Rows from a box labeling dataset:
__________

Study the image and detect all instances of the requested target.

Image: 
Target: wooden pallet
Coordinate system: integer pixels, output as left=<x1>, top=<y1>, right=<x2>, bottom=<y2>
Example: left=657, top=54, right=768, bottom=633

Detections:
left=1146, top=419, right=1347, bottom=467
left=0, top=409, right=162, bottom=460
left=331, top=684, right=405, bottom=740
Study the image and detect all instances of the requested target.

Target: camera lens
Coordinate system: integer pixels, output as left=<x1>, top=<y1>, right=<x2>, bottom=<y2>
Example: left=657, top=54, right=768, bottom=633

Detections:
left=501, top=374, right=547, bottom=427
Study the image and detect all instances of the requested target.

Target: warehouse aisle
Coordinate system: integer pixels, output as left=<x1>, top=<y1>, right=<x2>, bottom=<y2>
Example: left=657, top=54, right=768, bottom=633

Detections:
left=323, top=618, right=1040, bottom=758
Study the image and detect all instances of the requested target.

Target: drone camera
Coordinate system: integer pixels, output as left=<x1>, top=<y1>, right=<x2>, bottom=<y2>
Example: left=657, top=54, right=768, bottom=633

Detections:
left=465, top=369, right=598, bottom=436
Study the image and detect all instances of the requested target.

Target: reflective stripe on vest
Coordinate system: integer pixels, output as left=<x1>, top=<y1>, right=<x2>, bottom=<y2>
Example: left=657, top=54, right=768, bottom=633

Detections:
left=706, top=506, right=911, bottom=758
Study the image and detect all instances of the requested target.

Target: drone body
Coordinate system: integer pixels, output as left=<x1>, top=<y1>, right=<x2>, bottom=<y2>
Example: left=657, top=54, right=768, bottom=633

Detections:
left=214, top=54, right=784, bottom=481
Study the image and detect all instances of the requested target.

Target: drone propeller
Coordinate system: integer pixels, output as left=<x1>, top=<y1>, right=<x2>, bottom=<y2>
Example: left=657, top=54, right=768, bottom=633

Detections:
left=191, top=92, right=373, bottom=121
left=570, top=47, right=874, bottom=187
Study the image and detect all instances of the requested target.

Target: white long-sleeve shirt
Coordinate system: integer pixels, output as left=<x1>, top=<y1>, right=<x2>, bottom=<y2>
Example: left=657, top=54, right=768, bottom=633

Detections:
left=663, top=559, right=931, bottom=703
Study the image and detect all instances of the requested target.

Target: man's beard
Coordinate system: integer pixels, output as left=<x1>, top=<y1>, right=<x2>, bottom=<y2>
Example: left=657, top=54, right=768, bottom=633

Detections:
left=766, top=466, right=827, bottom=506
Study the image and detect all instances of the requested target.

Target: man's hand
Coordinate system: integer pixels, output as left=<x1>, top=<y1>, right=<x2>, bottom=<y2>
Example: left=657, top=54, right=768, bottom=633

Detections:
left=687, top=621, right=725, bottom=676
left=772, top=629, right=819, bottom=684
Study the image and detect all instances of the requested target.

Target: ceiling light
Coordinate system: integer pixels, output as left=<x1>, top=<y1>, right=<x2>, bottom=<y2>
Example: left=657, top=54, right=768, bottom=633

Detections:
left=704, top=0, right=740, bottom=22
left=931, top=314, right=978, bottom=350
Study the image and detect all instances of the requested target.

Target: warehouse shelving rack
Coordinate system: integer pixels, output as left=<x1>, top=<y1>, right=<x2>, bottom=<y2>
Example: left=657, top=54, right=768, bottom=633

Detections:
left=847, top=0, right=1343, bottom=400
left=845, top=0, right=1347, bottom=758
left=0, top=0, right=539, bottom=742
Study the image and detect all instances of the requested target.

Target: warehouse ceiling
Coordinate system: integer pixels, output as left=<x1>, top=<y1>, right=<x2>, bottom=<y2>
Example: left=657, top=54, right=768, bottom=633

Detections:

__________

> Set exercise: Can you turn every line of the rows above into a JSON list of strings, one string per line, with the blank lines left out?

> Solution to the problem:
[
  "Study the image and detect all instances of the requested target.",
  "Image: ",
  "Target: wooden pallet",
  "Coordinate system: integer pixels, output as left=<x1>, top=<y1>, right=<x2>, bottom=<y2>",
  "Example: left=657, top=54, right=768, bottom=633",
  "Detections:",
  "left=1146, top=419, right=1347, bottom=467",
  "left=0, top=409, right=162, bottom=460",
  "left=331, top=684, right=405, bottom=740",
  "Study the image and detect all instances of the requested target.",
  "Target: camera lens",
  "Coordinate system: integer pixels, output as left=<x1>, top=<y1>, right=<x2>, bottom=<y2>",
  "Example: left=657, top=54, right=768, bottom=633",
  "Detections:",
  "left=501, top=374, right=547, bottom=427",
  "Study the image and detect all instances of the requested target.",
  "Target: warehouse aisle",
  "Coordinate system: integer pixels, output as left=<x1>, top=<y1>, right=<x2>, bottom=<y2>",
  "Example: left=657, top=54, right=768, bottom=633",
  "Detections:",
  "left=323, top=618, right=1040, bottom=758",
  "Study the image and detect all instances of the requested target.",
  "Target: drone camera",
  "Coordinate system: integer pixels, output as left=<x1>, top=<y1>, right=<x2>, bottom=<y2>",
  "Example: left=657, top=54, right=768, bottom=633",
  "Detections:",
  "left=465, top=369, right=598, bottom=436",
  "Study the image and detect all instances of the requested target.",
  "Target: reflective stripe on vest",
  "Coordinate system: integer pixels, output as left=<x1>, top=<y1>, right=<x2>, bottom=<y2>",
  "Example: left=657, top=54, right=768, bottom=633",
  "Detections:",
  "left=706, top=506, right=911, bottom=758",
  "Study the image and detect all instances of the requested target.",
  "Target: drone body",
  "Coordinate system: integer pixels, output as left=<x1>, top=<y1>, right=<x2>, bottom=<y2>",
  "Example: left=657, top=54, right=768, bottom=633",
  "Detections:",
  "left=214, top=54, right=784, bottom=481",
  "Study the image and detect all instances of the requested target.",
  "Target: drone propeller",
  "Coordinate system: integer pixels, output as left=<x1>, top=<y1>, right=<x2>, bottom=<y2>",
  "Example: left=657, top=54, right=768, bottom=633",
  "Detections:",
  "left=191, top=92, right=373, bottom=121",
  "left=570, top=47, right=874, bottom=187",
  "Study the image and detect all instances of the requested target.",
  "Target: white long-sleeve shirt",
  "Coordinate system: integer pixels, output as left=<x1>, top=<y1>, right=<x2>, bottom=<y2>",
  "Example: left=657, top=54, right=768, bottom=633",
  "Detections:",
  "left=663, top=559, right=931, bottom=703",
  "Study the image and detect all instances of the requested target.",
  "Target: man's beard",
  "Coordinate system: integer pixels, output as left=<x1>, top=<y1>, right=<x2>, bottom=<y2>",
  "Example: left=657, top=54, right=768, bottom=633",
  "Detections:",
  "left=766, top=466, right=827, bottom=506",
  "Study the image and detect all instances of the requested target.",
  "Target: man's hand",
  "Coordinate system: integer pixels, output as left=<x1>, top=<y1>, right=<x2>, bottom=<y2>",
  "Example: left=657, top=54, right=768, bottom=633",
  "Detections:",
  "left=687, top=621, right=725, bottom=676",
  "left=772, top=629, right=819, bottom=684",
  "Study the image and detect all instances of the requested target.",
  "Target: ceiling light",
  "Coordinate system: integer pixels, output as left=<x1>, top=<y1>, right=<x2>, bottom=<y2>",
  "Example: left=657, top=54, right=768, bottom=633",
  "Detections:",
  "left=704, top=0, right=740, bottom=22",
  "left=931, top=314, right=978, bottom=350",
  "Study the image and detect all instances of the requested target.",
  "Target: warehouse shelving rack",
  "Coordinate system: integer pixels, output as left=<x1>, top=<y1>, right=<x2>, bottom=<y2>",
  "Example: left=657, top=54, right=768, bottom=633",
  "Detections:",
  "left=847, top=0, right=1343, bottom=400",
  "left=845, top=0, right=1347, bottom=758",
  "left=0, top=0, right=539, bottom=742",
  "Study the image and detect all instances of the requested target.",
  "Target: warehouse ceiling",
  "Coordinate system: integer pixels, output as left=<x1>, top=<y1>, right=<x2>, bottom=<y2>",
  "Example: left=657, top=54, right=768, bottom=633",
  "Detections:"
]